== WHAT THIS TASK INVOLVES ==
Reproduce the following lines verbatim, beginning at the line that contains "Label: ornate column" and continuing through the end of the records.

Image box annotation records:
===============
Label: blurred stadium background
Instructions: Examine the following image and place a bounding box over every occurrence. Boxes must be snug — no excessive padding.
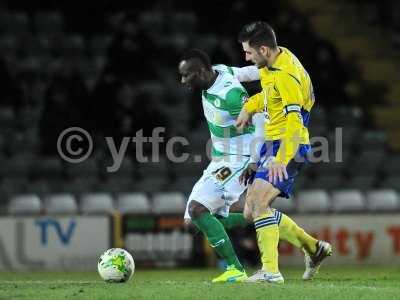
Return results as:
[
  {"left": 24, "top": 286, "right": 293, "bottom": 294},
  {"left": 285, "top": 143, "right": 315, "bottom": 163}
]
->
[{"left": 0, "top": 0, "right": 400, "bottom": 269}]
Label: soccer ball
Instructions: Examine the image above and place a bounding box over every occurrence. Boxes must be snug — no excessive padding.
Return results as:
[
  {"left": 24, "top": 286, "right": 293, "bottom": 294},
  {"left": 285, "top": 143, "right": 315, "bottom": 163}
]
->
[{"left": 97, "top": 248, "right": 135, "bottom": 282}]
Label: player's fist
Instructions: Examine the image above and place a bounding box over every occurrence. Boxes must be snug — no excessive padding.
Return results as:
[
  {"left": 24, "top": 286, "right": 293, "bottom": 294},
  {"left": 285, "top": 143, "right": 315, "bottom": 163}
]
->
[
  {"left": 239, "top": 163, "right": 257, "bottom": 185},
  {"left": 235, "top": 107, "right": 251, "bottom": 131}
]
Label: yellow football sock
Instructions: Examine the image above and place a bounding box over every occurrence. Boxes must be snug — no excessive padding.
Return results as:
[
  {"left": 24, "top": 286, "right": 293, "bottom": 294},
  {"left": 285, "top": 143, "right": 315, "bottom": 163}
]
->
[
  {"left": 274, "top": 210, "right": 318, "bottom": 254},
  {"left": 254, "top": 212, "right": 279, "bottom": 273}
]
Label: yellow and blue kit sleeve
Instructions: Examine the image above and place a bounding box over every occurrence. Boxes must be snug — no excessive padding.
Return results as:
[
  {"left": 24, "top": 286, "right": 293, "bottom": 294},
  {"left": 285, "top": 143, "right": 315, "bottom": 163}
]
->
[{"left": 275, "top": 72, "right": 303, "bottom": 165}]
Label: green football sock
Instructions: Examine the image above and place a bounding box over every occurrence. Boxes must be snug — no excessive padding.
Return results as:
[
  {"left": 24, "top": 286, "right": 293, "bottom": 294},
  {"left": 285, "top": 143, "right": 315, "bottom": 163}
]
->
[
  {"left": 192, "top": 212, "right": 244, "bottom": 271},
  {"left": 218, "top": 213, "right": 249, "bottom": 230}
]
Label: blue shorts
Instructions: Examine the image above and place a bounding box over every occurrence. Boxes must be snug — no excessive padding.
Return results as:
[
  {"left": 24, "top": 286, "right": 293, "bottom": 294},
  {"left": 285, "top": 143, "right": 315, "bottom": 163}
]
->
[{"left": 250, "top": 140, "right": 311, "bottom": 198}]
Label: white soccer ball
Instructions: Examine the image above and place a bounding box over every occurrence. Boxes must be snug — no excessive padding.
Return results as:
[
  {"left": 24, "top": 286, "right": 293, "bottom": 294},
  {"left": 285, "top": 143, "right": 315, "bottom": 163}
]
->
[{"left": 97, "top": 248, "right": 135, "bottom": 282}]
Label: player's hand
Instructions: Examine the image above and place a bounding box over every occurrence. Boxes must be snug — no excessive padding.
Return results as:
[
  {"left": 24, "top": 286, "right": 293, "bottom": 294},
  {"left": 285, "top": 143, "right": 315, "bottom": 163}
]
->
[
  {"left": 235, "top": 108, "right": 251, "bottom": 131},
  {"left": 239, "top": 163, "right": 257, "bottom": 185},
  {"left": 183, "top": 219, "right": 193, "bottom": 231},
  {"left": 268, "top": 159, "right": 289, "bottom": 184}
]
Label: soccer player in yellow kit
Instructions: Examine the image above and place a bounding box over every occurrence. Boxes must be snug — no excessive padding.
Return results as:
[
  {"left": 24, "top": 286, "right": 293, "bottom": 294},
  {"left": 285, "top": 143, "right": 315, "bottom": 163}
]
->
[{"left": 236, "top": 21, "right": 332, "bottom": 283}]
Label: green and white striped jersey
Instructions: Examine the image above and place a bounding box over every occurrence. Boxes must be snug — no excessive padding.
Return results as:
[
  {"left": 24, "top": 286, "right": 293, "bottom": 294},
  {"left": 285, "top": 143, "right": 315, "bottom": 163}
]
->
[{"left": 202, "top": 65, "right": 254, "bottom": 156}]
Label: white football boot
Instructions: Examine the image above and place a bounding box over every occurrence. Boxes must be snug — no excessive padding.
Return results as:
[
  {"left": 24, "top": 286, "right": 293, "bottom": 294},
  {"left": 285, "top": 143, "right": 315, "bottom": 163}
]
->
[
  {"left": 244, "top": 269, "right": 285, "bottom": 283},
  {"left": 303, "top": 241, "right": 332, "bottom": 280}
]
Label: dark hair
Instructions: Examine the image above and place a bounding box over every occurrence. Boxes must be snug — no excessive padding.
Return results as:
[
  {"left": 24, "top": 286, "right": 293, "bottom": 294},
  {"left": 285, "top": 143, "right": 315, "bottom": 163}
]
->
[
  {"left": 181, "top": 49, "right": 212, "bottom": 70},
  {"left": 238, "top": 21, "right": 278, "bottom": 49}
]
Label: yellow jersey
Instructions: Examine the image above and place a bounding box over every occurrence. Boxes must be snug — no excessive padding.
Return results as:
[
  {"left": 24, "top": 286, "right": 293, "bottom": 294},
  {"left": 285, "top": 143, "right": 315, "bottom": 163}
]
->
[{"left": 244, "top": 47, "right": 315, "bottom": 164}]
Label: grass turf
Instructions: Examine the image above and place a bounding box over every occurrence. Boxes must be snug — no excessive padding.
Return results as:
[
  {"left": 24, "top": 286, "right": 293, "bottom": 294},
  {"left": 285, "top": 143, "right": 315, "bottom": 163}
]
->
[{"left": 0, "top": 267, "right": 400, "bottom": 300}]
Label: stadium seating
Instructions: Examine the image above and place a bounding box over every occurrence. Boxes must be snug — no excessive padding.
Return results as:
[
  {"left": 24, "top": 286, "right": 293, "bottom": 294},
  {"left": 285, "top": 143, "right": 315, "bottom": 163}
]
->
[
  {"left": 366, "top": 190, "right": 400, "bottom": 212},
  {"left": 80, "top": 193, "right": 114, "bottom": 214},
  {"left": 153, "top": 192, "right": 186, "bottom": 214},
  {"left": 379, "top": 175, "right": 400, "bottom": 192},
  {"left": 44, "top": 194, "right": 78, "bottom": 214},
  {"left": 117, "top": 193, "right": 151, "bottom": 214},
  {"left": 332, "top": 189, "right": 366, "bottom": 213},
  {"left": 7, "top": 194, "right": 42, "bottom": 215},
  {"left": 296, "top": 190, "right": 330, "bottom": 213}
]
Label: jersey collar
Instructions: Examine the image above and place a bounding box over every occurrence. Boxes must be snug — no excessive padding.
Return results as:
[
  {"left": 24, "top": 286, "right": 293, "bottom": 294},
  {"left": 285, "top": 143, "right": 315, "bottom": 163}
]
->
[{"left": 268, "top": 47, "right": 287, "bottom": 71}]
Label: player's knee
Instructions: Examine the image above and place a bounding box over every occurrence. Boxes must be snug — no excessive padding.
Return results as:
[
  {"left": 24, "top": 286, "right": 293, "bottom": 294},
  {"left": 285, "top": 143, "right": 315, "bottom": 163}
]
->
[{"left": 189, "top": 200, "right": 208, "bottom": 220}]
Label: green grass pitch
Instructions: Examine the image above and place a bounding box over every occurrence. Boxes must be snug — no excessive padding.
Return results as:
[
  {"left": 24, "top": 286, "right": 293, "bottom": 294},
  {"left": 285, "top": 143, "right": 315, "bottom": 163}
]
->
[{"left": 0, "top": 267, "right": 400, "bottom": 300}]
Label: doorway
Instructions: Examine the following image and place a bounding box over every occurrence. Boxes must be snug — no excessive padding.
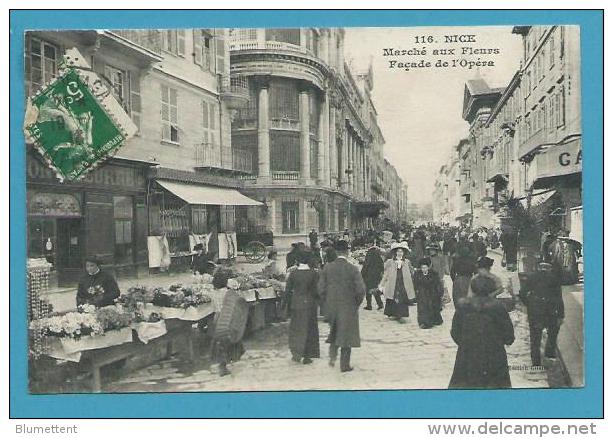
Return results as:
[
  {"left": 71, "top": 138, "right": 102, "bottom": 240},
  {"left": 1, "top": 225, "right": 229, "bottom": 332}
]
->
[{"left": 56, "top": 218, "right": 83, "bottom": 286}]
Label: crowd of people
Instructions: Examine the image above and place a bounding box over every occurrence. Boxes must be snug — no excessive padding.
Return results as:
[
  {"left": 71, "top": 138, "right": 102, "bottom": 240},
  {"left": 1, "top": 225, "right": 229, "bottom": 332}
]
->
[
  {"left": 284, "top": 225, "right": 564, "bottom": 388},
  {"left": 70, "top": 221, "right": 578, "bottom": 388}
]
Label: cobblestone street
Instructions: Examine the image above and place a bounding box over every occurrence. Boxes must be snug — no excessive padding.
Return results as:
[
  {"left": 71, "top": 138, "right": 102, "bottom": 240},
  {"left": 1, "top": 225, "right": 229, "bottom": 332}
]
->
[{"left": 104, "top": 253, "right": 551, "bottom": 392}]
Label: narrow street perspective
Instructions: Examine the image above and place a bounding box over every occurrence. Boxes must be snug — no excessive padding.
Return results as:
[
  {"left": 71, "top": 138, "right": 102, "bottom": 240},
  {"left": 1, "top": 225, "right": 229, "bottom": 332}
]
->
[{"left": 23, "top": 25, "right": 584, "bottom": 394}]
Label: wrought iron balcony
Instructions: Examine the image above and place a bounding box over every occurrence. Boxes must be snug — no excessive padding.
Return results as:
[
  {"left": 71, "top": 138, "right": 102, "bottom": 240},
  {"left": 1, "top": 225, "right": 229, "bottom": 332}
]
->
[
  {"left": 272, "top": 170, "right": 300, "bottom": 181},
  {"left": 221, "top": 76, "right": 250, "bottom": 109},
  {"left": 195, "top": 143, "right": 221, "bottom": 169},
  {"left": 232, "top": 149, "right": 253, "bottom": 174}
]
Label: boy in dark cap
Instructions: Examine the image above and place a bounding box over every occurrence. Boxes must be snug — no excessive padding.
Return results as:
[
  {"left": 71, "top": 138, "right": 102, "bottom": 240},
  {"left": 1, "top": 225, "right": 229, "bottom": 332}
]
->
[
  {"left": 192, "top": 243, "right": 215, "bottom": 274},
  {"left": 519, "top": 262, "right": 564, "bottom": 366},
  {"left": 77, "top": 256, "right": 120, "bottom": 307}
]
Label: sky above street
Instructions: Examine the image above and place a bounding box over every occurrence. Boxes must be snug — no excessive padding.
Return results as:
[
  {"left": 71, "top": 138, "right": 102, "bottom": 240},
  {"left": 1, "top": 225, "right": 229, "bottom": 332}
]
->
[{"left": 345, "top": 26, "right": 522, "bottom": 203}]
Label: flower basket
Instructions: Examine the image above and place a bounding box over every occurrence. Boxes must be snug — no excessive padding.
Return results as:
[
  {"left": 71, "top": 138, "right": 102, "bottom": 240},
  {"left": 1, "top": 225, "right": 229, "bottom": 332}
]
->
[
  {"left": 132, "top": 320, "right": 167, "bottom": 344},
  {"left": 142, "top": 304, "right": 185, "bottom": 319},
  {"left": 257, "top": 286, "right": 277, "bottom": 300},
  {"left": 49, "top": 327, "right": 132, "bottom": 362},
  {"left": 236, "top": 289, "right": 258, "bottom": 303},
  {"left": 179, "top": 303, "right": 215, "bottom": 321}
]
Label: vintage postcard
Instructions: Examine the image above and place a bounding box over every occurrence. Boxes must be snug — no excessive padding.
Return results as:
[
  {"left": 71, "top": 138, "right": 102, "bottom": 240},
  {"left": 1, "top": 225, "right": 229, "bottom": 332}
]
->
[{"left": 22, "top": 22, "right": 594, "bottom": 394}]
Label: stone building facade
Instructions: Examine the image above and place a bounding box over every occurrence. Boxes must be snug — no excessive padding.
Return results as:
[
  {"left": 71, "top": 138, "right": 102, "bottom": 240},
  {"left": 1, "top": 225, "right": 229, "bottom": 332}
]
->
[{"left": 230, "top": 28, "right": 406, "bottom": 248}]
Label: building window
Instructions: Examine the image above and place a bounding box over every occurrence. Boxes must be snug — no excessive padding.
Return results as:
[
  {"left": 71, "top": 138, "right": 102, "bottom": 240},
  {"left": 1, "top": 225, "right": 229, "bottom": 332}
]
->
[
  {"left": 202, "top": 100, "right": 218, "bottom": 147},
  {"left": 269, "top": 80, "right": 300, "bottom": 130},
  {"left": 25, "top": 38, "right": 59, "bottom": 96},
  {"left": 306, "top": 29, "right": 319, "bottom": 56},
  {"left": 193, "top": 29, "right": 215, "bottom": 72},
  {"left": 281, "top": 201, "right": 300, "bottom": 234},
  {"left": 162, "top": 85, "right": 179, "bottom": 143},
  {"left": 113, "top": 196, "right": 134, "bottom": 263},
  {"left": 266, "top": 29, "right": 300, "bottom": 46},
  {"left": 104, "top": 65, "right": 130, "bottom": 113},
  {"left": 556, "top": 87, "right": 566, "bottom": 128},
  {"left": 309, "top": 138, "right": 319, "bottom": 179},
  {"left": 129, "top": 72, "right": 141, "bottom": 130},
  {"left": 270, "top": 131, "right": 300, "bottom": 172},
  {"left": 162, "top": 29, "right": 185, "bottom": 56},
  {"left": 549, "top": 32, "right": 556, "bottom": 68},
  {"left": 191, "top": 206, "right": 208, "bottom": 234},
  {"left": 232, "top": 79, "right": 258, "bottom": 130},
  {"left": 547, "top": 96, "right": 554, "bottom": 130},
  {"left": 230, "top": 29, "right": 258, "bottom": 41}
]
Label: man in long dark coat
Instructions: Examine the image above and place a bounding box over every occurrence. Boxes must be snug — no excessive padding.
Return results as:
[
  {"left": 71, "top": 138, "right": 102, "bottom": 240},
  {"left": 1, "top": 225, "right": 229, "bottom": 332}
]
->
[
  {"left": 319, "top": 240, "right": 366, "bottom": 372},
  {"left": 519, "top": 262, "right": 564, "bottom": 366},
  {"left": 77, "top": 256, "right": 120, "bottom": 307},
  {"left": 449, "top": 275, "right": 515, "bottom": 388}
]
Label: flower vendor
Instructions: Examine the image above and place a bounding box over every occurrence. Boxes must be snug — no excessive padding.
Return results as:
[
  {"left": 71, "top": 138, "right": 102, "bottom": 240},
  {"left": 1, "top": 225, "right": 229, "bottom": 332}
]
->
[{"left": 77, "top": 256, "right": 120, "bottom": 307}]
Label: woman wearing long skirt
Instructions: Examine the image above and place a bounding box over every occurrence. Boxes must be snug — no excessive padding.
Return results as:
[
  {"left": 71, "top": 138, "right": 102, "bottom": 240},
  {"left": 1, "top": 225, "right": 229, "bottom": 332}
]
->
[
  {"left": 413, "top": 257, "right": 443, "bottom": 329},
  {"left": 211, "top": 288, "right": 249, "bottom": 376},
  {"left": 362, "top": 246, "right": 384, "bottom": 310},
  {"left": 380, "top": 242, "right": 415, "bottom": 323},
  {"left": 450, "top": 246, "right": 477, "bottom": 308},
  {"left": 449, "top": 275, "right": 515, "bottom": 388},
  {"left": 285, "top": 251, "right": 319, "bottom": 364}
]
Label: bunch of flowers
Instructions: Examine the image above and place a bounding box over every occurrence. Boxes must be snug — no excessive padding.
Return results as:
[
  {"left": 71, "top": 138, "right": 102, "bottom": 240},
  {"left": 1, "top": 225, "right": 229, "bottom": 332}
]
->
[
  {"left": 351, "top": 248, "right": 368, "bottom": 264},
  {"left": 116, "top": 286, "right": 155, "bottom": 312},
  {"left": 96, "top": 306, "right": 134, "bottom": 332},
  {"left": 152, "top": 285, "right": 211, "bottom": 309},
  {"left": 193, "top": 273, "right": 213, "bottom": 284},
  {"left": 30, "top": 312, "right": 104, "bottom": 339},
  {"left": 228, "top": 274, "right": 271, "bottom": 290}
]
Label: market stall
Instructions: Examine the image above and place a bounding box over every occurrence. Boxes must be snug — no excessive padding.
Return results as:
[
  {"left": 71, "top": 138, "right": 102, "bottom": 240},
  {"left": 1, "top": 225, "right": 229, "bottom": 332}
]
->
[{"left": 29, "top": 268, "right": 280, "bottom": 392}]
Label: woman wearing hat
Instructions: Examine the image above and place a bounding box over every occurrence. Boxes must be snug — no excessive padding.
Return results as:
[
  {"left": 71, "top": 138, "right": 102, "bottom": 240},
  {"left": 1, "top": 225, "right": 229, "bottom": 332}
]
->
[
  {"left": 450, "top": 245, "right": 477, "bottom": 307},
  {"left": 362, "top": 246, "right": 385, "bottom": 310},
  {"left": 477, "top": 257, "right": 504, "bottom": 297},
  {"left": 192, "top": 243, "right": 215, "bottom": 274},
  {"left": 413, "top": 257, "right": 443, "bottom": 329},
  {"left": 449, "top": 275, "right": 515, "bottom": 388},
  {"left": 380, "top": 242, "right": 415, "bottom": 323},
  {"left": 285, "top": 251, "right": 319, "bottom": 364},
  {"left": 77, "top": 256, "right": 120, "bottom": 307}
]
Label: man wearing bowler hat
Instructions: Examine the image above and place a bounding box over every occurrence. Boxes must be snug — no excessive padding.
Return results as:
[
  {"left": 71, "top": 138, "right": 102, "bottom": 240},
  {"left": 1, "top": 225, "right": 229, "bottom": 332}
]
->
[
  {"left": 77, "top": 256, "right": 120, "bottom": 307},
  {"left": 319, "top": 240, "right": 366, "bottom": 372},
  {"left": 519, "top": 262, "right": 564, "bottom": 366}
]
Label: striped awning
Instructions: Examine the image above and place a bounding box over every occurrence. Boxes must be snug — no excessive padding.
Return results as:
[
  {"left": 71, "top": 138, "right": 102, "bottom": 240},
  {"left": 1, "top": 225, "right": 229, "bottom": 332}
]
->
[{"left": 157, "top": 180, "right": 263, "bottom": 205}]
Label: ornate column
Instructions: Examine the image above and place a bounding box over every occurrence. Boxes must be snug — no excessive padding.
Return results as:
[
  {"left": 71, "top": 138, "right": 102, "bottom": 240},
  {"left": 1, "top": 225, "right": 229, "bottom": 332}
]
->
===============
== WORKED SOLUTION ==
Label: ornate column
Instructions: Examine the image above and place a bounding box over every occurrence. Boxes must be snug — no excessive padding.
Return results as:
[
  {"left": 71, "top": 138, "right": 102, "bottom": 240},
  {"left": 1, "top": 225, "right": 229, "bottom": 332}
]
->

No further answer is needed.